AIM: Starting from the line containing "Every instance of the barn", write out every remaining line exactly, the last one included.

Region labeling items
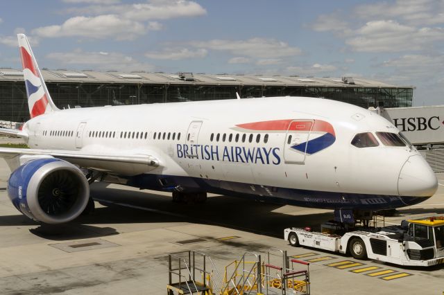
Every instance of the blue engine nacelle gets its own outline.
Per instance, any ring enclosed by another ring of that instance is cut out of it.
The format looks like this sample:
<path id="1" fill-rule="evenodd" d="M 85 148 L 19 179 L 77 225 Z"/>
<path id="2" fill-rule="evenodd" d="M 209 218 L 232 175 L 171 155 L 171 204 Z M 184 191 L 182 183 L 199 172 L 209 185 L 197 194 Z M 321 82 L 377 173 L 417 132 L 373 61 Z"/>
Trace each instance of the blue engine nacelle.
<path id="1" fill-rule="evenodd" d="M 8 195 L 15 208 L 29 218 L 56 224 L 69 222 L 83 212 L 89 186 L 75 166 L 42 158 L 26 162 L 11 174 Z"/>

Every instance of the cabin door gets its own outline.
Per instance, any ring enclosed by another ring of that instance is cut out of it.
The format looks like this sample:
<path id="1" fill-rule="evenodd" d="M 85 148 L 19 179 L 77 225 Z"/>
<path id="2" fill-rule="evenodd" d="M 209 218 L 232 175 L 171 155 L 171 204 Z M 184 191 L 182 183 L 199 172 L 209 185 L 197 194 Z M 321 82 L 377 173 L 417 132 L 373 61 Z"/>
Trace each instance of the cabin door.
<path id="1" fill-rule="evenodd" d="M 187 132 L 187 138 L 185 139 L 185 143 L 189 148 L 185 157 L 188 158 L 197 158 L 198 155 L 196 154 L 196 150 L 192 148 L 192 145 L 196 145 L 198 143 L 199 138 L 199 132 L 200 132 L 200 127 L 202 127 L 202 121 L 192 121 L 189 124 L 188 131 Z"/>
<path id="2" fill-rule="evenodd" d="M 76 148 L 83 148 L 83 130 L 85 129 L 85 125 L 86 125 L 86 122 L 82 122 L 78 125 L 78 127 L 77 127 L 77 131 L 76 132 Z"/>
<path id="3" fill-rule="evenodd" d="M 287 164 L 303 165 L 307 145 L 314 120 L 293 120 L 289 124 L 284 146 Z"/>

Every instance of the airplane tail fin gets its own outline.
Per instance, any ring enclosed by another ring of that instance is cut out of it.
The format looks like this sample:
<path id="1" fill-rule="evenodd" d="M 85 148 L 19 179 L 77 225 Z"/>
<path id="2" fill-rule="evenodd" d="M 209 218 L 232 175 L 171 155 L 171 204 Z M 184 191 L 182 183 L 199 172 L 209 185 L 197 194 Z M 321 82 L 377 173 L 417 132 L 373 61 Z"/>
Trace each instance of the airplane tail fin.
<path id="1" fill-rule="evenodd" d="M 17 34 L 17 37 L 19 39 L 23 76 L 26 87 L 31 118 L 58 111 L 58 109 L 51 98 L 28 38 L 24 34 Z"/>

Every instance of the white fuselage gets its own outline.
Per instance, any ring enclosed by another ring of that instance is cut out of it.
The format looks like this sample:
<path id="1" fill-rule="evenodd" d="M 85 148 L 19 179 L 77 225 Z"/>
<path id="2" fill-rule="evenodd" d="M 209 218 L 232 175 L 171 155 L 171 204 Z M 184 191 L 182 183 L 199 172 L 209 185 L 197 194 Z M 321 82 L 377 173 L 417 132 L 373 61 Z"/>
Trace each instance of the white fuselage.
<path id="1" fill-rule="evenodd" d="M 302 125 L 326 122 L 334 129 L 330 132 L 334 142 L 309 154 L 291 146 L 325 134 L 325 130 L 304 131 L 301 127 L 298 131 L 297 125 L 274 129 L 245 127 L 252 123 L 286 120 Z M 273 188 L 295 189 L 298 198 L 309 206 L 347 207 L 347 199 L 355 199 L 359 195 L 362 199 L 372 196 L 371 202 L 378 202 L 375 196 L 385 196 L 386 202 L 400 195 L 430 197 L 436 186 L 436 178 L 429 179 L 433 175 L 429 167 L 420 160 L 423 164 L 411 170 L 417 170 L 423 186 L 400 190 L 401 170 L 412 157 L 420 157 L 418 152 L 407 145 L 384 145 L 379 138 L 378 146 L 352 145 L 359 133 L 398 131 L 370 111 L 321 98 L 278 97 L 71 109 L 37 116 L 26 123 L 24 131 L 29 135 L 31 148 L 150 154 L 158 159 L 159 167 L 149 175 L 173 177 L 174 185 L 186 187 L 177 179 L 191 178 L 205 183 L 205 190 L 217 186 L 235 193 L 236 184 L 244 184 L 251 188 L 250 192 L 239 193 L 266 199 L 282 197 L 273 193 Z M 132 173 L 118 168 L 108 172 L 126 177 L 138 174 L 137 170 Z M 341 194 L 343 205 L 323 199 L 328 193 Z M 400 204 L 404 202 L 398 201 Z"/>

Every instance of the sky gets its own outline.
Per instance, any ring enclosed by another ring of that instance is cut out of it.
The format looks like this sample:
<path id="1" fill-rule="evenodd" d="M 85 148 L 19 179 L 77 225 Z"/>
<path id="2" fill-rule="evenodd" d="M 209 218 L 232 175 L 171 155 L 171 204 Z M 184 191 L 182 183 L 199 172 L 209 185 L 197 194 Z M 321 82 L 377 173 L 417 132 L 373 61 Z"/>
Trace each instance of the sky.
<path id="1" fill-rule="evenodd" d="M 15 0 L 0 67 L 352 76 L 444 105 L 444 0 Z"/>

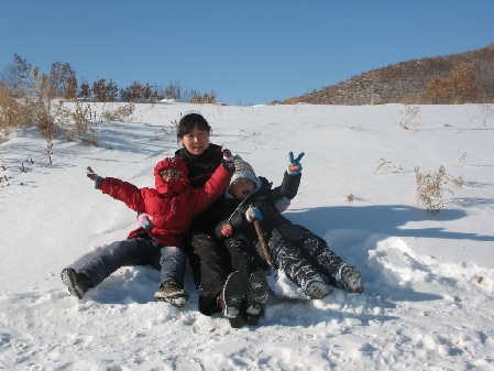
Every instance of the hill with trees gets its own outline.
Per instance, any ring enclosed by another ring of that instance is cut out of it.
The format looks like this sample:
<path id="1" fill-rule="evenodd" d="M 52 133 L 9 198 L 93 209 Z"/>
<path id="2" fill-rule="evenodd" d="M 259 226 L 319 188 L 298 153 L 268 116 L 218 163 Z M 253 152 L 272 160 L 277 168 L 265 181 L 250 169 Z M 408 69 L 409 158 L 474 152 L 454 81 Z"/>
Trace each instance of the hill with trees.
<path id="1" fill-rule="evenodd" d="M 400 62 L 273 103 L 464 103 L 494 99 L 494 43 L 472 52 Z"/>

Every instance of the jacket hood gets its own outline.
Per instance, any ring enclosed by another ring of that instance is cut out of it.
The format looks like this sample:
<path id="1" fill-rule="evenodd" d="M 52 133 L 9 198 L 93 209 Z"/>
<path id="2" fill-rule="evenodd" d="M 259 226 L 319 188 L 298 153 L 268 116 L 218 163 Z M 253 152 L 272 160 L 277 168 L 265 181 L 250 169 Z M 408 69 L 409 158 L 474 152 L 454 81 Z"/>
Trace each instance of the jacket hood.
<path id="1" fill-rule="evenodd" d="M 166 167 L 174 167 L 178 170 L 182 174 L 180 179 L 171 182 L 163 181 L 160 172 Z M 187 175 L 188 168 L 184 163 L 184 159 L 182 159 L 180 156 L 165 157 L 164 160 L 160 161 L 156 166 L 154 166 L 154 184 L 156 186 L 156 190 L 162 195 L 179 194 L 182 189 L 189 186 Z"/>

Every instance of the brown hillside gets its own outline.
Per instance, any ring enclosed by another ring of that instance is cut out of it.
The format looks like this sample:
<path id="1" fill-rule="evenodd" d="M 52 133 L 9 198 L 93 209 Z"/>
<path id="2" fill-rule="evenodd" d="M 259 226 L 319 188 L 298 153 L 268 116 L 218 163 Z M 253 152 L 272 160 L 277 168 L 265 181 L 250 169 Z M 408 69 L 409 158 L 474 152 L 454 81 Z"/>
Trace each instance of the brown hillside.
<path id="1" fill-rule="evenodd" d="M 372 69 L 349 80 L 322 87 L 299 97 L 274 103 L 294 105 L 370 105 L 370 103 L 428 103 L 425 88 L 433 77 L 447 78 L 455 66 L 468 66 L 477 87 L 471 102 L 494 99 L 494 44 L 472 52 L 411 59 Z M 410 99 L 413 101 L 410 101 Z"/>

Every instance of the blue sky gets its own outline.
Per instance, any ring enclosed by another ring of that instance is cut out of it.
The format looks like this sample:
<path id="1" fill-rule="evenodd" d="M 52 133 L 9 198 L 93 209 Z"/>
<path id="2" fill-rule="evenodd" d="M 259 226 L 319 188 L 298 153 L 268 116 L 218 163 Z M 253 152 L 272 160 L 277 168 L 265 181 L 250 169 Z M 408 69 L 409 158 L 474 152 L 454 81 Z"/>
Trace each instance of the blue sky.
<path id="1" fill-rule="evenodd" d="M 494 43 L 491 0 L 2 0 L 14 53 L 77 78 L 179 83 L 230 105 L 270 102 L 403 61 Z"/>

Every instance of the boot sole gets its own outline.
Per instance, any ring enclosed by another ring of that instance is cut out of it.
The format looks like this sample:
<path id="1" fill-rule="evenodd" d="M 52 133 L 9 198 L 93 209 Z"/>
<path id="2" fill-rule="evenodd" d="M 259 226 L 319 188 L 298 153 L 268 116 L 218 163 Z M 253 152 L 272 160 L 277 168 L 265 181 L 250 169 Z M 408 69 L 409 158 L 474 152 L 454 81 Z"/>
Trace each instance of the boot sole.
<path id="1" fill-rule="evenodd" d="M 227 306 L 224 316 L 228 318 L 231 327 L 238 328 L 242 325 L 242 317 L 240 316 L 240 305 L 242 304 L 243 297 L 246 294 L 246 284 L 240 272 L 231 273 L 223 287 L 223 301 Z M 233 309 L 237 315 L 230 314 L 228 312 Z"/>
<path id="2" fill-rule="evenodd" d="M 172 294 L 165 294 L 165 293 L 158 291 L 154 294 L 155 302 L 169 303 L 176 307 L 186 306 L 188 304 L 189 299 L 190 299 L 190 295 L 185 290 L 180 290 L 180 291 L 177 291 L 176 293 L 172 293 Z"/>
<path id="3" fill-rule="evenodd" d="M 76 296 L 77 298 L 83 298 L 84 294 L 83 290 L 77 285 L 77 280 L 75 275 L 75 271 L 70 269 L 63 269 L 61 273 L 62 282 L 68 287 L 68 292 L 72 296 Z"/>
<path id="4" fill-rule="evenodd" d="M 249 277 L 248 286 L 248 301 L 249 306 L 253 306 L 255 309 L 261 310 L 264 303 L 267 301 L 270 286 L 267 286 L 267 281 L 264 274 L 261 272 L 254 272 Z"/>

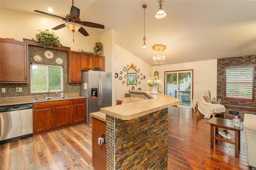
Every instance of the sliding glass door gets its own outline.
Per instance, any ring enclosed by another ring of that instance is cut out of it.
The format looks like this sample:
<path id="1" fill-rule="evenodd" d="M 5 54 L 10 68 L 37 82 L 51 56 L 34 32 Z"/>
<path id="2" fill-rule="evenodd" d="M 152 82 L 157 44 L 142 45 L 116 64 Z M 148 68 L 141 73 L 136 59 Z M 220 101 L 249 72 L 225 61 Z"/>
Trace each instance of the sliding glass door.
<path id="1" fill-rule="evenodd" d="M 179 106 L 191 107 L 193 70 L 165 72 L 165 94 L 180 99 Z"/>

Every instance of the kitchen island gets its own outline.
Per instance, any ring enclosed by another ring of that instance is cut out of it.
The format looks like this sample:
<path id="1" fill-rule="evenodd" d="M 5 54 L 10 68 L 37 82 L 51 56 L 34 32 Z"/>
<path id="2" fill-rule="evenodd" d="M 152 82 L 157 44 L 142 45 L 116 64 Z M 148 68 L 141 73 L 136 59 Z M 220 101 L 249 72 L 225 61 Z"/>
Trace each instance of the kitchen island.
<path id="1" fill-rule="evenodd" d="M 106 114 L 105 168 L 166 169 L 168 107 L 181 101 L 162 94 L 128 92 L 131 97 L 144 96 L 147 99 L 100 109 L 102 118 L 102 113 Z M 93 122 L 92 126 L 93 131 Z"/>

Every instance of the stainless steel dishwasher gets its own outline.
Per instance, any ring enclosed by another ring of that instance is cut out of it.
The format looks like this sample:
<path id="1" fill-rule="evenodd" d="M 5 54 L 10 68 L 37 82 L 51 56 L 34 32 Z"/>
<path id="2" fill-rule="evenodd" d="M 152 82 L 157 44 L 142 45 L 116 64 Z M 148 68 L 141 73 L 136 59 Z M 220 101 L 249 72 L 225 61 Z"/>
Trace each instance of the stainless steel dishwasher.
<path id="1" fill-rule="evenodd" d="M 33 135 L 33 105 L 0 107 L 0 144 Z"/>

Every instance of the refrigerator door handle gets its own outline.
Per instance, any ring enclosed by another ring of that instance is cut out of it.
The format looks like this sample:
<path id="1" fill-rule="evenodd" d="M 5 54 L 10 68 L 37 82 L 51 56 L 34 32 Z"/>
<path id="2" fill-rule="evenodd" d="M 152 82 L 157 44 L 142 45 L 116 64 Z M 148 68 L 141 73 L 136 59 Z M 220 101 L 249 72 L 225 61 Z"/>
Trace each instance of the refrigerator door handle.
<path id="1" fill-rule="evenodd" d="M 102 82 L 100 79 L 100 105 L 102 104 Z"/>
<path id="2" fill-rule="evenodd" d="M 100 98 L 101 98 L 101 88 L 100 88 L 100 79 L 98 79 L 99 81 L 99 94 L 98 94 L 98 105 L 100 105 Z"/>

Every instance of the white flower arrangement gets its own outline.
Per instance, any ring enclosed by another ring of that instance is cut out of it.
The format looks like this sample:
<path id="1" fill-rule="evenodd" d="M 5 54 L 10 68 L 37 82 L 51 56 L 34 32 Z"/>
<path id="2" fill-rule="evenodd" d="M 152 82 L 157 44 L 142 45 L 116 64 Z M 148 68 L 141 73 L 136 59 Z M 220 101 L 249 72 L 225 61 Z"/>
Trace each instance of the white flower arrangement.
<path id="1" fill-rule="evenodd" d="M 148 81 L 147 83 L 149 87 L 153 87 L 155 85 L 157 87 L 162 87 L 163 85 L 163 83 L 162 82 L 161 79 L 158 79 L 156 77 L 153 78 L 150 78 Z"/>

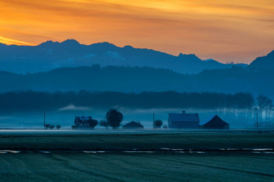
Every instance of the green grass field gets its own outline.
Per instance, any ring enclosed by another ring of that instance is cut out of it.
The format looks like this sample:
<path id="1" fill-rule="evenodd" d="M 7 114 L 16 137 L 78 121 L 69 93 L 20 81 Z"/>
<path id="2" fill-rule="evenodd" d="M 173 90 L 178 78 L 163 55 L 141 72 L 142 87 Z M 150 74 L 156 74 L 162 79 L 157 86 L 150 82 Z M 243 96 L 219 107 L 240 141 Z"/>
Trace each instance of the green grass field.
<path id="1" fill-rule="evenodd" d="M 272 153 L 83 153 L 160 148 L 274 148 L 274 134 L 0 135 L 1 150 L 23 151 L 0 154 L 0 181 L 274 181 Z"/>
<path id="2" fill-rule="evenodd" d="M 274 155 L 0 155 L 1 181 L 274 181 Z"/>

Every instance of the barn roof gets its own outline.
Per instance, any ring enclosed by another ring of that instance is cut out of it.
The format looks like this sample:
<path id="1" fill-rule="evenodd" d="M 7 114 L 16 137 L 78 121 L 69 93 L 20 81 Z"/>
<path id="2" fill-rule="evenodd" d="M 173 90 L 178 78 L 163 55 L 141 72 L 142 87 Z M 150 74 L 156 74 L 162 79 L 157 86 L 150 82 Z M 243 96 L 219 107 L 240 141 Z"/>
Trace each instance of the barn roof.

OUTPUT FOR THIS EXERCISE:
Every instance of the barn roof gets its own outline.
Per instance, any ring enclosed by another ring of that instance is cut out of it.
The format looks like this sample:
<path id="1" fill-rule="evenodd" d="M 7 114 L 16 137 L 78 121 L 69 93 L 20 81 Z"/>
<path id="2" fill-rule="evenodd" d="M 173 90 L 178 78 L 163 55 L 141 72 L 142 87 Z M 150 74 L 156 74 L 162 79 L 157 86 L 150 82 Z M 243 96 L 219 107 L 240 141 Z"/>
Trace each instance of the barn roof.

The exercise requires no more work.